> [INFORMATION GIVEN]:
------------------------------------

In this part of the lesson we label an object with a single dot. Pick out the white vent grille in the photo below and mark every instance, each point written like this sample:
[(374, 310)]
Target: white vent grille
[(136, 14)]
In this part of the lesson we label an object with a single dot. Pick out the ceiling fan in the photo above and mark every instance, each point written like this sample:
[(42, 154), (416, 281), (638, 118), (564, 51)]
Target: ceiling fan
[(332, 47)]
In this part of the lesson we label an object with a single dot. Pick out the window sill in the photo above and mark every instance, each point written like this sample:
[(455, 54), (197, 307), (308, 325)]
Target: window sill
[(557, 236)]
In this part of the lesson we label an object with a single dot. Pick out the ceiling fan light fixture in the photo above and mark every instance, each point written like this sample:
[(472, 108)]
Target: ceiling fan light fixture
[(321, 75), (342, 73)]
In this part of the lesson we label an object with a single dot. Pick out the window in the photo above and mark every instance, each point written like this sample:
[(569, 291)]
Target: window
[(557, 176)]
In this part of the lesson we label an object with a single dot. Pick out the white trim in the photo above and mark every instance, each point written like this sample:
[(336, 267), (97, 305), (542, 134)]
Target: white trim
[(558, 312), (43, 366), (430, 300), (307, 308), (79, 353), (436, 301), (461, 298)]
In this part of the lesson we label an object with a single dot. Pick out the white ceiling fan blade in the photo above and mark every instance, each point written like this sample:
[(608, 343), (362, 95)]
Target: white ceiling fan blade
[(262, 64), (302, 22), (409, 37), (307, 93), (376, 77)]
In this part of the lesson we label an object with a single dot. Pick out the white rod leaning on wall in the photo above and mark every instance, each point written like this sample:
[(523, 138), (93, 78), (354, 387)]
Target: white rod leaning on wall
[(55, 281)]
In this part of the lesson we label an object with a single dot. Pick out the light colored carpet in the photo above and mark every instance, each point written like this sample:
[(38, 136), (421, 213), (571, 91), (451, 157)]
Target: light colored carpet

------------------------------------

Render every line of the material above as a JSON list of strings, one string per line, with blank lines omitted.

> [THE RESULT]:
[
  "In this part of the lesson we label an object with a single dot. Pick out the white vent grille in the photo below and mark every instance, each point written like this sample:",
  "[(374, 310)]",
  "Target: white vent grille",
  "[(136, 14)]",
  "In this part of the lesson we label an object with a single dot. Pick out the ceiling fan in the photo above and mark every instance, each point written like this sample:",
  "[(42, 154), (416, 281), (638, 118), (564, 51)]",
  "Target: ceiling fan",
  "[(332, 47)]",
  "In this part of the lesson we label an object with a single dot. Pick out the window sill in the photo above and mark every instance, each point written like this sample:",
  "[(455, 54), (197, 307), (308, 325)]",
  "Target: window sill",
  "[(557, 236)]",
  "In this part of the lesson we label an object with a single dot. Pick out the ceiling fan light fixture in the photo above and mark every instance, each point written like this sample:",
  "[(472, 108)]",
  "Target: ceiling fan light fixture",
  "[(321, 75), (342, 73)]",
  "In this part of the lesson we label an object with a single dot. Pick out the window in the photo above and mark every instance, each point written like this sample:",
  "[(569, 291)]",
  "Target: window",
  "[(557, 176)]",
  "In this part of the lesson we label an object with a single dot. Pick out the white trim in the photo above and mark every instance, each point written like this sample:",
  "[(336, 267), (97, 305), (542, 134)]",
  "Target: white trim",
  "[(558, 312), (43, 366), (430, 300), (307, 308), (79, 353), (436, 301), (461, 298)]",
  "In this part of the lesson we label an object with a single dot. Pick out the white ceiling fan blade in the photo above and mark every instance, each point written like this sample:",
  "[(608, 343), (362, 95)]",
  "Target: white ceiling fan blade",
  "[(262, 64), (302, 22), (409, 37), (307, 93), (376, 77)]",
  "In this part of the lesson we label an object with a single dot. Pick out the white rod leaning on wall in the photo above and mark every instance, each point written like this sample:",
  "[(523, 138), (93, 78), (354, 387)]",
  "Target: white rod leaning on wall",
  "[(55, 281)]",
  "In this part of the lesson we label an object with a single dot. Pick out the light colored carpet in the photo above and mark every instance, each point written like this sample:",
  "[(38, 136), (421, 213), (571, 91), (451, 157)]",
  "Target: light colored carpet"
]